» **Task goal**
Reproduce every item with "bare ground patch" swapped for "exposed soil area" throughout, leaving everything else identical.

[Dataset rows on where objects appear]
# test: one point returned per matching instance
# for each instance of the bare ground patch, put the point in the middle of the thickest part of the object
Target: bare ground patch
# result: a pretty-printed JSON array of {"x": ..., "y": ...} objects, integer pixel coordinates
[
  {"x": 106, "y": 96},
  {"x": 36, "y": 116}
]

» **Response to the task**
# test: one point returned per matching instance
# for each instance of the exposed soil area, put the point in the middle of the thickest part of the object
Target: exposed soil area
# result: a pretty-printed JSON array of {"x": ..., "y": ...} objects, integer pixel coordinates
[
  {"x": 106, "y": 96},
  {"x": 36, "y": 116}
]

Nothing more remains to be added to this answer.